* BEGIN Data listing *
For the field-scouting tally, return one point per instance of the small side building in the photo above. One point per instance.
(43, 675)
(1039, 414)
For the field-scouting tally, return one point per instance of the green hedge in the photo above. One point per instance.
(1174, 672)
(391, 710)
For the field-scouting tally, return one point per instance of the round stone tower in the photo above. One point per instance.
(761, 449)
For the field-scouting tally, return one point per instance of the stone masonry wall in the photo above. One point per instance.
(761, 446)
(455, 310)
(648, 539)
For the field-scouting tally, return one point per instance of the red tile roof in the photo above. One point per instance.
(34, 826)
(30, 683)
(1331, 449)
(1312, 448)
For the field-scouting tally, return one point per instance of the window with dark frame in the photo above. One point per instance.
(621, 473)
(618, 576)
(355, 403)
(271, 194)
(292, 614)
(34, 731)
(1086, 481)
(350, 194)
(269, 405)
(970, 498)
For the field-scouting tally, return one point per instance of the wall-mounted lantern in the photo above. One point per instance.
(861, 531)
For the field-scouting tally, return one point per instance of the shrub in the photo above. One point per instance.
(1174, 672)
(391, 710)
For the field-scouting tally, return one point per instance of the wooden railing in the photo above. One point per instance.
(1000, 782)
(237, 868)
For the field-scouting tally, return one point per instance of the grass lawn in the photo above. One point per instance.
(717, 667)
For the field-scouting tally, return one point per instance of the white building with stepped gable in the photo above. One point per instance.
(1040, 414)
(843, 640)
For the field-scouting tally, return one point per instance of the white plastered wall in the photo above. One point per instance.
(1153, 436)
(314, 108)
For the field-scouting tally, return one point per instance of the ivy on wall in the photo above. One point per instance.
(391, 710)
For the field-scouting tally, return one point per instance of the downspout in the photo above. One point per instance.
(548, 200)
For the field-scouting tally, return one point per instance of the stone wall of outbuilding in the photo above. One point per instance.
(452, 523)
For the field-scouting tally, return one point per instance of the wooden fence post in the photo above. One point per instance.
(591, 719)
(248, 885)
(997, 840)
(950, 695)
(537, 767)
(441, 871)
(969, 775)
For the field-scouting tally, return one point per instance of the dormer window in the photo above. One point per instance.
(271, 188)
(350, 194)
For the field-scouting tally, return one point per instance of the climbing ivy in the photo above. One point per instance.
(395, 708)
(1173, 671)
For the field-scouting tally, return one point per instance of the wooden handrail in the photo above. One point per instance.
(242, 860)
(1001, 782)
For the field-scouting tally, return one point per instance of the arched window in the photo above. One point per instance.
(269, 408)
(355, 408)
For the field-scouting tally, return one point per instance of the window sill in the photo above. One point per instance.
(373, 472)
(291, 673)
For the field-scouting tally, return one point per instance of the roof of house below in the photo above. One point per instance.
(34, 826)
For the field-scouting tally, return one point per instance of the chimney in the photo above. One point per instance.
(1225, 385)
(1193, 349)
* END Data listing *
Work to do: Copy all of the records above line for line, with no changes to any wording.

Full answer:
For the field-scouting tally, return one point per instance of the small side building in the photo above. One point per instance.
(43, 675)
(1039, 414)
For the field-scouting tally, return one point per instance of the green hedge in the photo above. One point per instance.
(1174, 672)
(391, 710)
For the field-scouting tally, return one point per instance of the round stone tower in the photo above. One point per instance.
(761, 449)
For the field-scouting tally, return one point per instance of the stone masonry wall in the photo above. One point per instance.
(761, 446)
(455, 310)
(648, 539)
For the field-scouting tally, return one point per instance of the red tile roof in the photo above. One point per instance.
(34, 826)
(30, 683)
(1331, 449)
(1312, 448)
For the field-scouting tally, return one point per instance of the window with dark frame in the photo above. One point per instance.
(621, 473)
(618, 576)
(355, 403)
(271, 194)
(292, 614)
(34, 731)
(1086, 481)
(350, 194)
(269, 405)
(970, 498)
For the field-scouting tally, return one point per instance of the wall-mounted lantern in the photo above. One point per instance.
(861, 531)
For the field-scouting tally, return one point per instance of the shrub in the photo above. One point per instance.
(1174, 672)
(391, 710)
For the field-scouting tally, return one point per instance of the wooden railing in the photo above. One point per instance.
(1000, 782)
(237, 868)
For the field-scouting tally, return one point per instance of the grass lawn in the photo above. One point per instance.
(717, 667)
For the field-scouting tally, return one point per instance of the white building with stepped gable in the photo above. One point per instance.
(1040, 414)
(843, 640)
For the field-scouting tally, return one point per instance of the white plastered wall in the photo above. One point per instance.
(1153, 436)
(314, 108)
For the field-scouting tally, return one point per instance of the ivy on wall in the photo above. One point per instance.
(391, 710)
For the field-scouting tally, return one point per instance of the downspout in the photo above. One point per instance.
(548, 200)
For the field-scouting tally, return one point per instance of the stone wall of outbuilding in the photo above. One point per instance.
(452, 523)
For the field-scouting tally, return one point per instance of the wooden fence post in the photo above. One point per instance.
(591, 719)
(248, 885)
(997, 840)
(950, 695)
(537, 767)
(441, 871)
(969, 775)
For the field-scouting tally, return one point per instance of the dormer window in the photo above. One point per instance.
(271, 188)
(350, 194)
For the field-scouting tally, return one point per instance of the climbing ivy in the photo above. One point per instance.
(395, 708)
(1173, 671)
For the field-scouting tally, return one point per instance of the wooden handrail in the photo above. One point per instance.
(242, 860)
(1001, 782)
For the field-scouting tally, return one point per instance of the arched window in the photo above. One point per instance.
(269, 408)
(355, 408)
For the field-scouting tally, return one point per instance of the window sill in the photo above. One point per instance.
(373, 472)
(291, 673)
For the field-scouting tally, return one point per instance of the roof of house below in the photo above. One point per instance.
(34, 826)
For the field-scouting tally, return one point per instance of the chimney in the photo above. One point per instance.
(1225, 385)
(1193, 349)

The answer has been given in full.